--- Data provided ---
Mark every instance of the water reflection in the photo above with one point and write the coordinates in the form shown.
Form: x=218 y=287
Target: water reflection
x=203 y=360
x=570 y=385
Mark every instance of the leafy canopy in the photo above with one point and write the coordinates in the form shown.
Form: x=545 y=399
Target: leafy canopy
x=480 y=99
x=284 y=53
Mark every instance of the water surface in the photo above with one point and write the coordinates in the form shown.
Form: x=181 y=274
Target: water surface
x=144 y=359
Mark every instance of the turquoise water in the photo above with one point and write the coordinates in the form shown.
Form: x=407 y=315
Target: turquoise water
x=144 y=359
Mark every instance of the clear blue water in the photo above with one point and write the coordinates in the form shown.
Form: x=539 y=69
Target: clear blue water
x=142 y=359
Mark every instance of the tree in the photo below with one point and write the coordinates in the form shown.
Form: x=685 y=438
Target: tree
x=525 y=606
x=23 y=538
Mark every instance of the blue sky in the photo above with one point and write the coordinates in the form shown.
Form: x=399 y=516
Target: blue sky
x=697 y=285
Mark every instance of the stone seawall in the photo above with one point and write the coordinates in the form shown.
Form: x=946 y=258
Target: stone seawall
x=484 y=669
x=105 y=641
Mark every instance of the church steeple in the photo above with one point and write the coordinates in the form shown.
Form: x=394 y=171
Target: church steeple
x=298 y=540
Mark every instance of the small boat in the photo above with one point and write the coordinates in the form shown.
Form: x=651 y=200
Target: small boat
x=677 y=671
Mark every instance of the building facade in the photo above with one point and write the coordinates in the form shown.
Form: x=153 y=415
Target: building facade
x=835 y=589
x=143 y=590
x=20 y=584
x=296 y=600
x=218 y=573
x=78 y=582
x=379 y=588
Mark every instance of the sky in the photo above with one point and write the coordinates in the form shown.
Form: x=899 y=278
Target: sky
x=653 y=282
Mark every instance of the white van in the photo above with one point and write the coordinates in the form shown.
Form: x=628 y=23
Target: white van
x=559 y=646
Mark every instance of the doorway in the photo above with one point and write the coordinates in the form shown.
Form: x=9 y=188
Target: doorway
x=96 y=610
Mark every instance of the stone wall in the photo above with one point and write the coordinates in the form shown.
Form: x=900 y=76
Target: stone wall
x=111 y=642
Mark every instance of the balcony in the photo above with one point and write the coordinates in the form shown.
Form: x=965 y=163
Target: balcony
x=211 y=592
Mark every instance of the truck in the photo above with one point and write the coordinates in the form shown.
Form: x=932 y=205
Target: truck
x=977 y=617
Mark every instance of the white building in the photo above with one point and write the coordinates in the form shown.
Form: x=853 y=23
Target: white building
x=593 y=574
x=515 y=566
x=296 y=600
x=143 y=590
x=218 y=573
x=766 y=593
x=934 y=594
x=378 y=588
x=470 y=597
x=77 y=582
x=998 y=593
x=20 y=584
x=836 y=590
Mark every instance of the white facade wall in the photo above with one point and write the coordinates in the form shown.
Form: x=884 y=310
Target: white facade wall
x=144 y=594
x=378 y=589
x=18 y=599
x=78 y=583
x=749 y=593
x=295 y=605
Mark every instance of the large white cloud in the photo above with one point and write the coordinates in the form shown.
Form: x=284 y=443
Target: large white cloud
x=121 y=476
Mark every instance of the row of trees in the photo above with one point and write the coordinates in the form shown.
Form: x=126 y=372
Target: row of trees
---
What this task involves - Word for word, return each of the entries shown above.

Result -
Mark every instance of the water reflection in the photo above with one point and write the coordinates in the form shown.
Form: x=218 y=287
Target: water reflection
x=203 y=360
x=570 y=385
Mark every instance of the leafy canopy in the photo above with one point and write the coordinates in the form shown.
Form: x=545 y=399
Target: leafy canopy
x=480 y=99
x=284 y=53
Mark every instance of the water surface in the photo above with one point and write the coordinates in the form shown.
Form: x=181 y=274
Target: water surface
x=144 y=359
Mark every instance of the turquoise water in the photo above with one point and write the coordinates in the form shown.
Form: x=407 y=315
Target: turquoise water
x=144 y=359
Mark every instance of the clear blue water in the photo above with one point and write the coordinates in the form shown.
Form: x=539 y=69
Target: clear blue water
x=142 y=359
Mark every instance of the tree in the photo below with one point and write the coordinates in the form shown.
Form: x=685 y=438
Target: tree
x=525 y=606
x=23 y=538
Mark every instance of the blue sky in the photo above with one point and write the coordinates in the form shown.
Form: x=399 y=516
Target: blue sky
x=697 y=285
Mark every instance of the stone seawall in the photo above with one point and write the coordinates in the form shown.
Form: x=946 y=258
Target: stone seawall
x=484 y=669
x=105 y=641
Mark every instance of the church steeple in the photo above with one point and write the coordinates in the form shown.
Form: x=394 y=171
Target: church steeple
x=298 y=540
Mark every instance of the small boat in the photo above with one point and write the coordinates in the form shown.
Form: x=651 y=200
Target: small boat
x=677 y=671
Mark every instance of the building facade in the photo above with one point and write the coordinates in the form shown.
Form: x=153 y=415
Target: building facade
x=835 y=589
x=143 y=590
x=20 y=584
x=296 y=600
x=218 y=573
x=78 y=582
x=379 y=588
Mark every instance of the sky in the photo above with one point and write the coordinates in the form shown.
Form: x=899 y=278
Target: sky
x=653 y=282
Mark every instance of the white van in the photo above with one point and write the coordinates in the form shown.
Form: x=628 y=23
Target: white van
x=559 y=646
Mark every instance of the doorway in the photo above with one point and write the coordinates in the form shown.
Form: x=9 y=188
Target: doorway
x=96 y=610
Mark every instance of the stone wall in the photo above with one point and write the coordinates in the form shown.
Form: x=900 y=76
Target: stone wall
x=111 y=642
Mark every instance of the balcony in the photo above with one point and write the coordinates in the form shown.
Form: x=965 y=163
Target: balcony
x=211 y=592
Mark every instance of the truck in the photo above with one point and write the coordinates in the form shown.
Form: x=932 y=205
Target: truck
x=977 y=617
Mark every instance of the white building in the photo above with one point and write the coordinates in the form shown.
Form: x=853 y=23
Target: white building
x=593 y=574
x=515 y=566
x=296 y=600
x=143 y=590
x=218 y=573
x=766 y=593
x=934 y=594
x=378 y=588
x=470 y=597
x=77 y=582
x=998 y=593
x=20 y=584
x=836 y=590
Mark every instance of the white facade wall in the photo above with one point and write the coordinates in the form shown.
Form: x=884 y=310
Target: white facade wall
x=144 y=594
x=378 y=589
x=18 y=599
x=78 y=583
x=749 y=593
x=295 y=605
Mark every instance of the large white cloud in the photo above with one point and write the coordinates in the form shown.
Form: x=284 y=443
Target: large white cloud
x=121 y=476
Mark every instance of the row of trees in the photo above with one point and write the coordinates in the form shown.
Form: x=126 y=372
Target: row of trees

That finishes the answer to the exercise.